:: Material to process
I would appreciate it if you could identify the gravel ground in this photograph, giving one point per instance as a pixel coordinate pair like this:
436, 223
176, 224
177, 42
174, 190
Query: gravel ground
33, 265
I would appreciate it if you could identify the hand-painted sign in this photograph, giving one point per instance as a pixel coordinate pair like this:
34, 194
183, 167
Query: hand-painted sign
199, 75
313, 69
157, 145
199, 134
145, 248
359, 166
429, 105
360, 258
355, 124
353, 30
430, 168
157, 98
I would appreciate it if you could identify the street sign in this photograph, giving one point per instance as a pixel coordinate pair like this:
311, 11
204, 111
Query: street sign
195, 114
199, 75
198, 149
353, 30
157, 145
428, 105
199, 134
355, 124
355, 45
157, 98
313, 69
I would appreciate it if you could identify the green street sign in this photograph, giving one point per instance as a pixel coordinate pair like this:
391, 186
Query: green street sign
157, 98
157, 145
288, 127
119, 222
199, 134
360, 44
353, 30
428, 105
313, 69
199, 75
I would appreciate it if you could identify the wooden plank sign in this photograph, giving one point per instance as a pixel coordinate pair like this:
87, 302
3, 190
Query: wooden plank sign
::::
• **Requirements**: Please reproduce the items above word for word, starting with the line that contains "I would appreciate it if you could identify the hand-painted" and going on through the final line of the items.

• **Complete response**:
I would appreciate it if you could identify the hand-painted sign in this photograph, giving one point per instance as a pixel coordinate pair like this:
34, 194
183, 167
Query: hand-painted sign
199, 75
313, 69
157, 145
199, 134
145, 248
359, 166
429, 105
360, 258
355, 124
353, 30
430, 168
157, 98
I would appreciate it if you could identify the street sign in this photograph, giving one point per instance as a pixel coordinate pair like this:
311, 11
204, 111
Query: street sign
195, 114
199, 75
198, 149
353, 30
157, 145
428, 105
199, 134
355, 124
355, 45
157, 98
313, 69
I would appreciate it if you could identify the green street sign in this photograph, giving one point per instance as a pixel coordinate pair like this:
391, 186
Query: green street sign
157, 98
157, 145
288, 127
119, 222
199, 134
360, 44
353, 30
428, 105
313, 69
199, 75
I would appreciate it if you could identify the wooden plank sign in this photograph, giving one point per instance as a pixel coordinate pair like this:
87, 302
3, 190
Query: wooden plank sign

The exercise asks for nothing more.